▸ EXCERPT PROVIDED

◆ ◆ ◆

[WikiEN-l] Otto Middleton (a morality tale)

Mark delirium at hackish.org
Thu May 12 21:15:21 UTC 2011


On 5/11/11 2:40 AM, Andreas Kolbe wrote:
> A while ago there was a discussion at WP:V talk whether we should
> recast the policy's opening sentence:
>
> "The threshold for inclusion in Wikipedia is verifiability, not truth—
> whether readers can check that material in Wikipedia has already been
> published by a reliable source, not whether editors think it is true."
>
> (As usual, the discussion came to nought.) That sentence -- whose
> provocative formulation has served Wikipedia well in keeping out original
> research -- is a big part of the problem.

I think that sentence serves a good purpose in the *opposite* direction, 
though. An opposite common source of Wikipedia-angst is people who have 
good first-hand knowledge that something is both true and notable, but 
sadly, lack any good sources to back that up. So it's worth emphasizing 
up front that our criterion is verifiability as a descriptive matter, 
not truth and notability in some sense of absolute truth. So, some 
legitimately interesting and important stuff may be excluded, at least 
for now, because it hasn't been properly covered in any source we can 
cite. We just aren't the right place to do original research on a 
person, music group, or historical event that the existing literature 
has somehow missed, *even if* it's a grave oversight on the part of the 
existing literature. I wrote a bit more about this elsewhere: 
http://www.kmjn.org/notes/wikipedia_notability_verifiability.html

But it does get more problematic in the opposite direction, as you say.

◆ ◆ ◆

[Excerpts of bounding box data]
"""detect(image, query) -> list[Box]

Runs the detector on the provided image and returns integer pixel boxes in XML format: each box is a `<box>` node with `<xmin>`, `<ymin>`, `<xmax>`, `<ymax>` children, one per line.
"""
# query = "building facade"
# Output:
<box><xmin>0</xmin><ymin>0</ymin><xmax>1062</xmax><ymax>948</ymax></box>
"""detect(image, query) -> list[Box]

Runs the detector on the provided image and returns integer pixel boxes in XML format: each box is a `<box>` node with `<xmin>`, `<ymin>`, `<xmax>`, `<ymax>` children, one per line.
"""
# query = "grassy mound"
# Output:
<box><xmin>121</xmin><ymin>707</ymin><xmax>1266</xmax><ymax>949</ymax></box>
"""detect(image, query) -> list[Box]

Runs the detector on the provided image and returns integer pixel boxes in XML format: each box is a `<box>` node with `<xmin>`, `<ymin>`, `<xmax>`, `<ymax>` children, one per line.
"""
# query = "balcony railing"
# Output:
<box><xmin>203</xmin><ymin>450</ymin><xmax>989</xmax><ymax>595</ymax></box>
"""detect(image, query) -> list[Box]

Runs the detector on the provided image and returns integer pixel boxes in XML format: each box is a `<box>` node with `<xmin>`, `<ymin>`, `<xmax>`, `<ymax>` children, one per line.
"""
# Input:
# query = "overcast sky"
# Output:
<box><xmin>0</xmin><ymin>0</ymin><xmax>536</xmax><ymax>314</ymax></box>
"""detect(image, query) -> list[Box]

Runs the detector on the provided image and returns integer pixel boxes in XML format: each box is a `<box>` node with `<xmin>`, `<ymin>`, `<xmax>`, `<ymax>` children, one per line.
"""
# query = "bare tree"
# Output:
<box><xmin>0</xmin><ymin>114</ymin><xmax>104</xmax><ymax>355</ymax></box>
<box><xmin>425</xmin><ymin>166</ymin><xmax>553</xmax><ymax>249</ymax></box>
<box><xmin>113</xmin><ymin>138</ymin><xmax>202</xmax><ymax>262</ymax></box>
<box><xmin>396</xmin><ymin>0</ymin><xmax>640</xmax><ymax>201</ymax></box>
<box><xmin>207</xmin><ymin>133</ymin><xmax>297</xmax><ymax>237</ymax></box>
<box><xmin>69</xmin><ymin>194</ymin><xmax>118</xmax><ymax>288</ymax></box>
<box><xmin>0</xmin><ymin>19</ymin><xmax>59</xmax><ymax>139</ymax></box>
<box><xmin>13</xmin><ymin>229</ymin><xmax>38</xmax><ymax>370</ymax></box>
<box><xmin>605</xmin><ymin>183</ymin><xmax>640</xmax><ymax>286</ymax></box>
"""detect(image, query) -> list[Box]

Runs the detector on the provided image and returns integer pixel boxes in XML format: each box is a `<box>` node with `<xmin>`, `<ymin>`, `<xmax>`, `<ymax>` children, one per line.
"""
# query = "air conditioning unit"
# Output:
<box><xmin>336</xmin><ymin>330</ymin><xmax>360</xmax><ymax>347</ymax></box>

◆ ◆ ◆

▸ SET PROBLEM A
In the mailing list message, why does the writer think the opening sentence of the verifiability policy serves a good purpose in the opposite direction? Answer in one to three sentences.
▸ SET PROBLEM B
Write the next part of the mailing list message, starting after the last sentence shown.
The listing is separate material with no tie to the mailing list message.

▸ EXERCISE ANSWER A
Some people are upset because they know firsthand that something is true and notable but have no good sources to back it up. Stating up front that the standard is verifiability, not truth, makes clear that such material may be left out for now, since Wikipedia is not the place for original research on things the existing literature has missed.

▸ EXERCISE ANSWER B
I see the motivation there too: there is a sense in which, if something 
is being discussed a lot, it becomes something we have to cover just by 
virtue of that fact. Meta-notability is also notability, so it would be 
absurd imo to claim that [[Natalee Holloway]] shouldn't be covered. 
Regardless of your opinion on the merits of her media coverage, she 
received such a large amount of it that her disappearance is an 
important event in early-21st-century popular culture. Heck, if we 
wanted *absolute* and philosophical rather than descriptive notability 
standards, I would delete almost every article on a 21st-century noble 
family as irrelevant nostalgic garbage (should anybody care who's the 
pretender to the French throne?).

As one of the replies to your post notes (sorry, I seem to have 
misplaced who it was by), one of the problems is more pragmatic. Perhaps 
we *should* cover some such figures, but only in a limited sense. But 
once we have an article, there's a slippery slope where everything 
tangentially related now can flood in. Perhaps that's what we should 
tackle, though. Is it possible to improve our methods of keeping 
marginal junk out of an article, while stopping short of entirely 
deleting and salting the article?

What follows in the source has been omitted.